▶ **Stored data entries**
────────────────────

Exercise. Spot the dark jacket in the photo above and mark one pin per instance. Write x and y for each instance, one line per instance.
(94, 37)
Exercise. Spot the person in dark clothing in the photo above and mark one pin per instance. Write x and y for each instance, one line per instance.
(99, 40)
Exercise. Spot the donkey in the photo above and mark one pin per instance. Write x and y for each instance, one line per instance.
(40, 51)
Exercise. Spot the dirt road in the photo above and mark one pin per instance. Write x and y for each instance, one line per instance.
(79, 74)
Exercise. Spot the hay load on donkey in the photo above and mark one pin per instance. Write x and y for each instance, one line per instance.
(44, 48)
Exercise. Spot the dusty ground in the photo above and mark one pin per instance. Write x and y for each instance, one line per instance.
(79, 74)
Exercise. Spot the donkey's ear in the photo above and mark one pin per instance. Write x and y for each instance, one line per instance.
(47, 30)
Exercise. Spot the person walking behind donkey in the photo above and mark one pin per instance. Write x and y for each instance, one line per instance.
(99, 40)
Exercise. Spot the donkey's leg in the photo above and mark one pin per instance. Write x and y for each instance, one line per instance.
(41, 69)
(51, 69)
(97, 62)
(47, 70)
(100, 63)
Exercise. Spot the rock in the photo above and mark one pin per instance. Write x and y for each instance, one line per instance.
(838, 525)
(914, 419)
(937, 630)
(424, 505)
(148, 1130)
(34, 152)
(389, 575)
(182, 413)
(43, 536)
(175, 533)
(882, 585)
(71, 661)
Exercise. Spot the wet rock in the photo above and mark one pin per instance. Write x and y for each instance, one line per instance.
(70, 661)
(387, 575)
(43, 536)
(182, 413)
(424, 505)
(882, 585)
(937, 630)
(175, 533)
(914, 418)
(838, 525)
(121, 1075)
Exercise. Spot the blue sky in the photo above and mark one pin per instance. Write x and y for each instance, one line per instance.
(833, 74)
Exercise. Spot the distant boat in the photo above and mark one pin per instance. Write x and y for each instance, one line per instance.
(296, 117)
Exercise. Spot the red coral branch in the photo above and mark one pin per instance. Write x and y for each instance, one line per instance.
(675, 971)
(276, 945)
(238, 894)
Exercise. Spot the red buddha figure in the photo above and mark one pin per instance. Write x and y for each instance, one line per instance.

────────────────────

▶ **Directive**
Your task is to quote all of the data word for word.

▶ **Worked answer**
Exercise. Spot the dark jacket in the photo above and mark one pin per instance. Write x and y for each instance, one line per instance.
(94, 37)
Exercise. Spot the person in dark clothing in the photo above and mark one pin per instance. Write x and y for each instance, one line per instance.
(99, 40)
Exercise. Spot the donkey in the photo above and mark one pin per instance. Write x and y for each instance, one line per instance.
(40, 51)
Exercise. Spot the dirt road in the photo above and mark one pin per instance. Write x and y for each instance, one line per instance.
(79, 74)
Exercise. Spot the hay load on donkey in the photo above and mark one pin per instance. Write x and y for each instance, one line per instance.
(44, 48)
Exercise. Spot the dusty ground in the photo above and mark one pin per instance. Write x and y for each instance, one line per instance.
(79, 74)
Exercise. Spot the donkey's ear in the photo above and mark one pin per instance. Write x and y for each instance, one line per instance.
(47, 30)
Exercise. Spot the person walking behind donkey in the photo above and mark one pin per instance. Write x and y for each instance, one line per instance.
(99, 40)
Exercise. Spot the donkey's leg in the photo above and mark one pin per instance. Write x and y for each instance, one line per instance.
(41, 69)
(51, 69)
(97, 62)
(47, 70)
(100, 63)
Exercise. Spot the rock in the photo above and mark one pin per instance. Write x and y for each instance, one line per instance.
(838, 525)
(914, 419)
(937, 630)
(424, 505)
(148, 1130)
(34, 152)
(389, 575)
(182, 413)
(43, 536)
(175, 533)
(882, 585)
(71, 661)
Exercise. Spot the wet rock in the photo above and mark one pin per instance. Write x and y for each instance, one line per instance.
(70, 661)
(387, 575)
(43, 536)
(182, 413)
(424, 505)
(882, 585)
(937, 630)
(175, 533)
(914, 418)
(838, 525)
(121, 1075)
Exercise. Spot the blue sky in the photo above and mark one pin per instance. Write x and y for each instance, one line per instance.
(833, 74)
Exercise. Spot the distant boat in the photo above and mark one pin per instance. Write x and y for each instance, one line per instance.
(296, 117)
Exercise. Spot the red coral branch in the photo above and mark one pin per instance. Write x and y for each instance, one line per instance.
(675, 971)
(276, 945)
(238, 894)
Exercise. Spot the red buddha figure in the photo above and mark one pin per instance. Write x and y for each instance, one line per instance.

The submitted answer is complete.